Challenge 1: According to the text on the hyperbola, what is the circle with centre O(0,0) and OA as the radius called?
+--
End-points of a latus rectum

For $LR$ passing through $\mathrm{S}(\mathrm{ae}, 0)$ :

$
L\left(a e, \frac{b^2}{a}\right) ; L^{\prime}\left(a e,-\frac{b^2}{a}\right)
$
For LR passing through $S^{\prime}(-a e, 0)$ :

$
L_1\left(-a e, \frac{b^2}{a}\right) ; L_1^{\prime}\left(-a e,-\frac{b^2}{a}\right)
$

Parametric equation of Hyperbola

The equations $x=a \sec \theta, y=b \tan \theta$ are called the parametric equation of the hyperbola
The circle with centre $O(0,0)$ and $O A$ as the radius is called the auxiliary circle of the hyperbola.

Derivation of Parametric equation of Hyperbola

Draw $PN$ perpendicular to the $x$-axis axis and $N Q$ be a tangent to the auxiliary circle. Let be $\angle \mathrm{QON}=\theta$ (This angle is also known as Eccentric Angle). Hence, the parametric equation of circle at point $Q (a \cos \theta$, a \sin \theta )$.

$
\begin{aligned}
& \text { now, } x=\frac{\mathrm{ON}}{\mathrm{OQ}} \cdot \mathrm{OQ}=\sec \theta \cdot \mathrm{a} \\
& \mathrm{x}=\mathrm{a} \sec \theta \\
& \mathrm{P}=(\mathrm{a} \sec \theta, \mathrm{y})
+--
Challenge 2: Select every line of the records that contains the string "woman".

(Photo-based point labeling data)
+--
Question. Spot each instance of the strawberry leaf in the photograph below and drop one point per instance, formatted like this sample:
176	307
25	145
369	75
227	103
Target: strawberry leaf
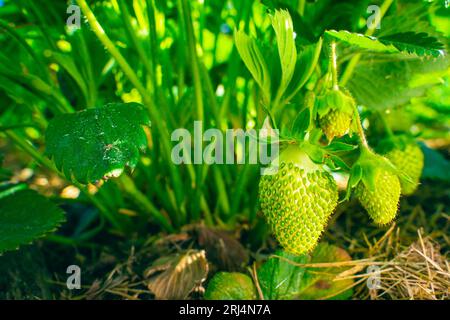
97	143
25	216
254	60
420	44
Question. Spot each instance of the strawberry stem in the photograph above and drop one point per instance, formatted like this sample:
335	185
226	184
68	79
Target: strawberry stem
333	65
362	136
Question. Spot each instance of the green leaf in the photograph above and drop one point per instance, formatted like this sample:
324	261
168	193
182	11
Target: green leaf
284	31
306	63
254	60
301	124
420	44
279	279
25	216
97	143
230	286
321	283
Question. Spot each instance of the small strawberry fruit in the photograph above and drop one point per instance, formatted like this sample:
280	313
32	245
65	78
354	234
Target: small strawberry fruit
335	112
406	155
379	187
297	200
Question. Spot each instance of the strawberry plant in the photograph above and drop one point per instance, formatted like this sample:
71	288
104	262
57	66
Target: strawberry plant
112	120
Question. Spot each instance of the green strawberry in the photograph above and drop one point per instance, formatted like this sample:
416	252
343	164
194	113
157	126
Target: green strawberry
378	190
335	111
297	200
408	158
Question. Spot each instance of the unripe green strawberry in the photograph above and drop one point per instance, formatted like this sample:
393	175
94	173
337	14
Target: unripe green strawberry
297	200
335	110
409	161
379	187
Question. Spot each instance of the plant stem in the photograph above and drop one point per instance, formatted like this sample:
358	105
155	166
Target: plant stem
192	53
355	59
130	187
28	148
131	75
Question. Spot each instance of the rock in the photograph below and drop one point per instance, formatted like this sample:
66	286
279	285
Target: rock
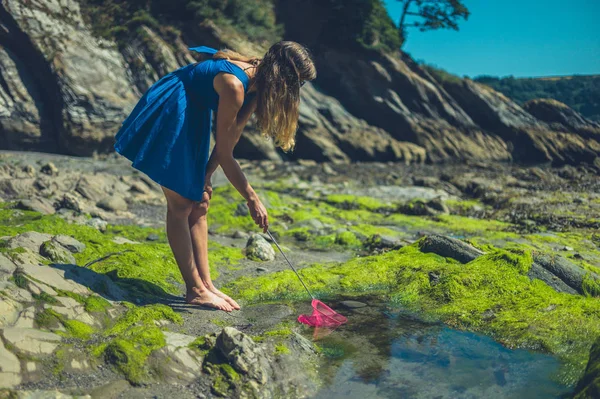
243	354
140	188
589	385
31	240
569	273
152	237
49	169
29	170
56	253
438	205
69	243
7	267
555	112
10	368
9	311
97	223
26	318
31	342
113	204
257	248
379	242
55	277
72	310
450	248
242	210
353	304
123	240
92	188
78	99
40	205
70	201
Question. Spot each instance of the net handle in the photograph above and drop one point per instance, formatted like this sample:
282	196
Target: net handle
290	263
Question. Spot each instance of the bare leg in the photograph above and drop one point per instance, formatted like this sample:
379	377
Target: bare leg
199	232
178	233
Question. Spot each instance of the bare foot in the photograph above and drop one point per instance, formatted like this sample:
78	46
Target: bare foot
207	298
230	301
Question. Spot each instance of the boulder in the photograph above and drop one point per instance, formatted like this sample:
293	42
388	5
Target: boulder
37	204
56	253
10	368
31	240
589	385
257	248
244	354
69	243
112	203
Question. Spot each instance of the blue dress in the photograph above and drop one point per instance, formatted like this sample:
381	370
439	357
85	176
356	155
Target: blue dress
167	135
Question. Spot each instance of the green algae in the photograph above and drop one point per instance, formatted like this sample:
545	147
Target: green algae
95	303
491	294
145	316
589	385
78	329
281	349
129	352
50	319
347	201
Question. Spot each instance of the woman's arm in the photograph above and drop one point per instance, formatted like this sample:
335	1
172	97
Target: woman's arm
229	130
242	119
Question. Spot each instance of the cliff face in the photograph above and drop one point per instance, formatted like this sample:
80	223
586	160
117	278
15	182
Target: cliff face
65	90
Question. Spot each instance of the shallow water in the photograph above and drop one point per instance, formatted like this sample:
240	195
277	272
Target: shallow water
383	355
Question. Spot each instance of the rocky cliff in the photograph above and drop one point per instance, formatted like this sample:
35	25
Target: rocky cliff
65	90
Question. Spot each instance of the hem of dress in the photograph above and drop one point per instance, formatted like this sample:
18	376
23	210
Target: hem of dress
156	180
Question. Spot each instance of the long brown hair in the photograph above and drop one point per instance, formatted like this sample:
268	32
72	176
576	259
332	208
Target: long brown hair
278	79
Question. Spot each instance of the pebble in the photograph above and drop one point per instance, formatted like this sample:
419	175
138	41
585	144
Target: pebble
49	169
152	237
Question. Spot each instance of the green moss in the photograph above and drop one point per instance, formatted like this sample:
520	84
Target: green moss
229	372
129	352
20	279
591	286
219	323
141	269
464	296
44	297
589	385
281	349
347	239
145	316
46	318
95	303
220	386
347	201
77	329
279	332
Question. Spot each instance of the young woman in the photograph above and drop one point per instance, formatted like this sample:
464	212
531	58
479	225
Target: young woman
167	136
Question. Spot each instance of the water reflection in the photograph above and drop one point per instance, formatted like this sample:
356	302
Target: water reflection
378	355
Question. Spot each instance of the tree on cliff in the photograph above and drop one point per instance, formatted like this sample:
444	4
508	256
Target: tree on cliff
431	14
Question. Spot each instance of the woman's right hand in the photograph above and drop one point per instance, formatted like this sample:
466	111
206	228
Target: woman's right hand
258	213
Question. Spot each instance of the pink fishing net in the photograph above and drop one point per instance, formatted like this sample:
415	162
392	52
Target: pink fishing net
322	316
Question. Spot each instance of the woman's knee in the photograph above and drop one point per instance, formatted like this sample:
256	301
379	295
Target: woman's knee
177	205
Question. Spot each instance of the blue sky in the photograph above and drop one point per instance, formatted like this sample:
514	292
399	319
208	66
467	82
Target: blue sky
514	37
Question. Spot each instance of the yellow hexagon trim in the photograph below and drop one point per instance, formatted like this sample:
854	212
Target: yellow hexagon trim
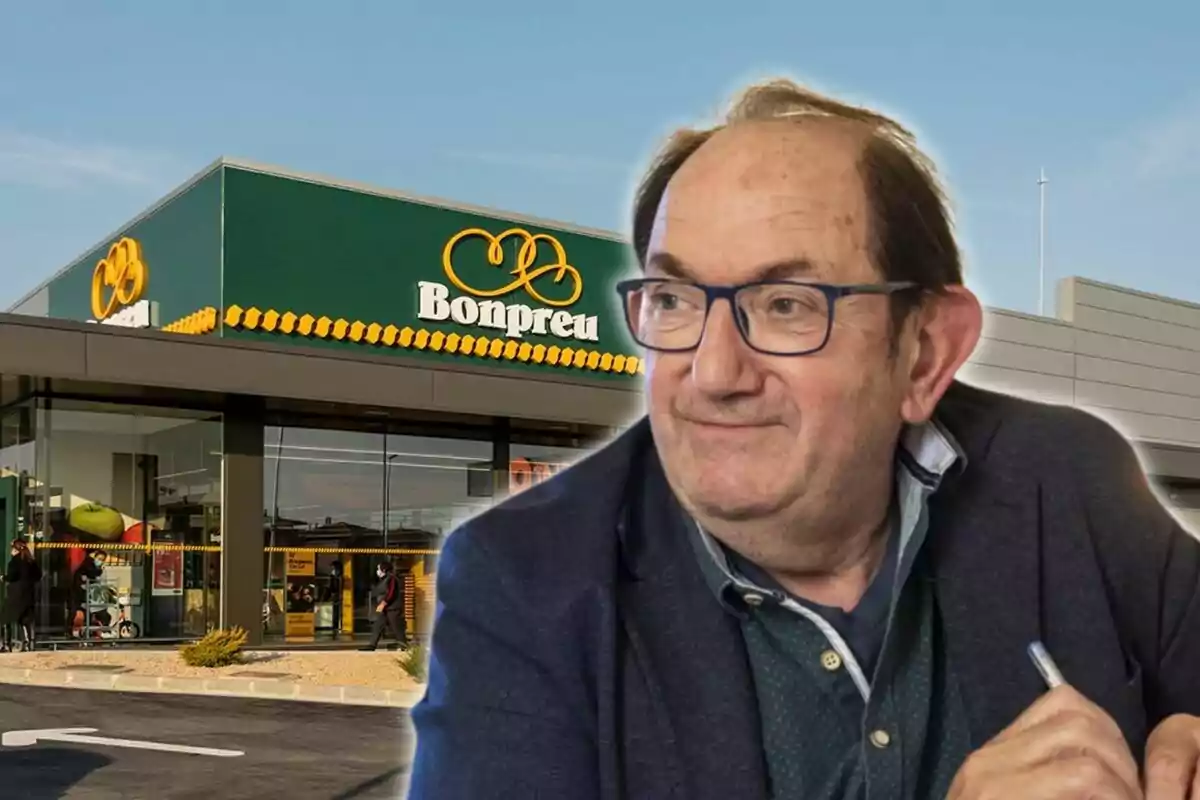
377	334
197	323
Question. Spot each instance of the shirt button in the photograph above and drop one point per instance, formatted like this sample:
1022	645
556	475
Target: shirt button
831	661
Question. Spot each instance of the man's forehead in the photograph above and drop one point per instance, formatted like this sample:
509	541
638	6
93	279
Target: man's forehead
762	194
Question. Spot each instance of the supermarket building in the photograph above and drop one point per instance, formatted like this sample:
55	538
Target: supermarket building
269	377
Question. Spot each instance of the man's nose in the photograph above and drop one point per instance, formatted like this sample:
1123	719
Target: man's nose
723	362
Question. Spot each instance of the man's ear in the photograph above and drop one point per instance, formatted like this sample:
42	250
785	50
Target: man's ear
948	326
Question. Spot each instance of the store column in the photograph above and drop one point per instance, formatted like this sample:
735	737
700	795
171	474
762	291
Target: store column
241	519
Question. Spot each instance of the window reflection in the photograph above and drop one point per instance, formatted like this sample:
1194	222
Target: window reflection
354	499
144	486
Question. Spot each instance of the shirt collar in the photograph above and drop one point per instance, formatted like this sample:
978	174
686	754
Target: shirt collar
927	452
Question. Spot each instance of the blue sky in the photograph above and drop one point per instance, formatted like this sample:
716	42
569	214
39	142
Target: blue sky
550	108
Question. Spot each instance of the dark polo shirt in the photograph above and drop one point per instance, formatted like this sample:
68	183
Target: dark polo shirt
855	704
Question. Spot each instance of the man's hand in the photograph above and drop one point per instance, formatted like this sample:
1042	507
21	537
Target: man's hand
1061	747
1173	759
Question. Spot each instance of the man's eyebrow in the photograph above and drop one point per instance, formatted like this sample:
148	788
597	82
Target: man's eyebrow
669	265
673	268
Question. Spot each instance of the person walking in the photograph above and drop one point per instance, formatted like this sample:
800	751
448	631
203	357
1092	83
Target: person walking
21	593
389	607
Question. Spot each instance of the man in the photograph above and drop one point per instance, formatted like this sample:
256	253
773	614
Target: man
389	597
815	570
88	573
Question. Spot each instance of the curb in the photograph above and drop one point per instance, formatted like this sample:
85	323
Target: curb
245	687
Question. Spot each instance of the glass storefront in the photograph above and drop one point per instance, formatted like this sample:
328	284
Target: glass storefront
340	501
143	485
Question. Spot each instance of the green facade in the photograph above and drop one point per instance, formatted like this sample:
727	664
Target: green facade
310	248
306	264
180	245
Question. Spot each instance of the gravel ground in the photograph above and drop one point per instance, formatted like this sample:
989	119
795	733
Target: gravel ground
379	669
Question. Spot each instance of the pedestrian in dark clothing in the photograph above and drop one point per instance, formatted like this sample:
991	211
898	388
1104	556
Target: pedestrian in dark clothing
21	591
389	596
88	573
336	581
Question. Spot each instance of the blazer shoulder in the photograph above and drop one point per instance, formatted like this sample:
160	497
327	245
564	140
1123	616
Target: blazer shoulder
1041	433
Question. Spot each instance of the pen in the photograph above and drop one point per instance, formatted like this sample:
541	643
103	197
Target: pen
1045	665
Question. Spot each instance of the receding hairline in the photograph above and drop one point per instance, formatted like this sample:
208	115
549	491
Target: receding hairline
844	139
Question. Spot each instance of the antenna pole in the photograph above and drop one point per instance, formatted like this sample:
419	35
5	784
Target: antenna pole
1042	241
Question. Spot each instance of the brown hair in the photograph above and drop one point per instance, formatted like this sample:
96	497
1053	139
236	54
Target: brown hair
911	224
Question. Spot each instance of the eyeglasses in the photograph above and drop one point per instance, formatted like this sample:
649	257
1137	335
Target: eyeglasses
774	317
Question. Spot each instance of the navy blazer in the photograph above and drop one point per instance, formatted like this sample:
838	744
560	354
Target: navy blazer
577	656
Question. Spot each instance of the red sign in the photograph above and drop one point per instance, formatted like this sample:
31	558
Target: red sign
525	473
168	572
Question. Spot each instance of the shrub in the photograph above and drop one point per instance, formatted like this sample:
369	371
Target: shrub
219	648
415	662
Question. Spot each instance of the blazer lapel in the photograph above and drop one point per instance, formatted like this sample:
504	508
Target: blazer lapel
985	540
689	654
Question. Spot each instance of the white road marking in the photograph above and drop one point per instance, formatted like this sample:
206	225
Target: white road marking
79	737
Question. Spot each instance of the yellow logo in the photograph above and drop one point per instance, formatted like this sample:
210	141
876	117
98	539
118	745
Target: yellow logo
523	276
124	274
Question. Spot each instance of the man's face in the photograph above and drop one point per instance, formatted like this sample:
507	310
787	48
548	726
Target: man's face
745	435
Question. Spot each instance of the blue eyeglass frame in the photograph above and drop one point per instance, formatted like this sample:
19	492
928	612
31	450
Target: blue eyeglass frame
713	293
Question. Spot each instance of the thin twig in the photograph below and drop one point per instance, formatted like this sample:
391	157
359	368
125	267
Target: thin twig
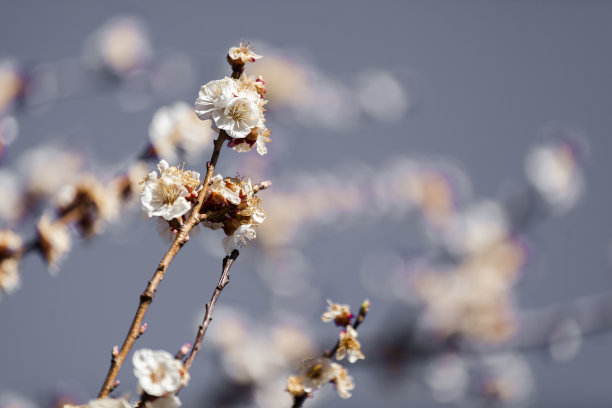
147	296
223	281
298	400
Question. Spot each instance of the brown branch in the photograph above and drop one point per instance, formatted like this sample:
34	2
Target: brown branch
262	186
223	281
363	311
147	296
298	400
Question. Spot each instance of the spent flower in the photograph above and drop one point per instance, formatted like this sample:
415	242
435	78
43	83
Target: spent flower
340	314
315	372
349	345
241	54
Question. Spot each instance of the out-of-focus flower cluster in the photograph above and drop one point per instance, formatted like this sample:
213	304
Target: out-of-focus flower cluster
315	372
256	357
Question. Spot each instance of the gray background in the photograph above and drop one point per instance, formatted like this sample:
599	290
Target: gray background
491	75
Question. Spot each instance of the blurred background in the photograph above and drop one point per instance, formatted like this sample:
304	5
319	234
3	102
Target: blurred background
448	161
+--
Written reply 1: It is called the auxiliary circle of the hyperbola.

Written reply 2:
Question. Spot each instance of the woman's arm in the photograph above and drop one point per instance, formatted like this sample:
Target: woman's arm
Question. Spot each instance of the young woman in the photograph above and drop one point per instance, formatted like this sample:
Target: young woman
Question. Spot each instance of the woman's right hand in the photograph above and drop one point per instance, formatted like this sample:
Target: woman's right hand
Question. Spot each instance of the woman's knee in the photograph above and drop one point per instance, formatted like this sample:
Target: woman's knee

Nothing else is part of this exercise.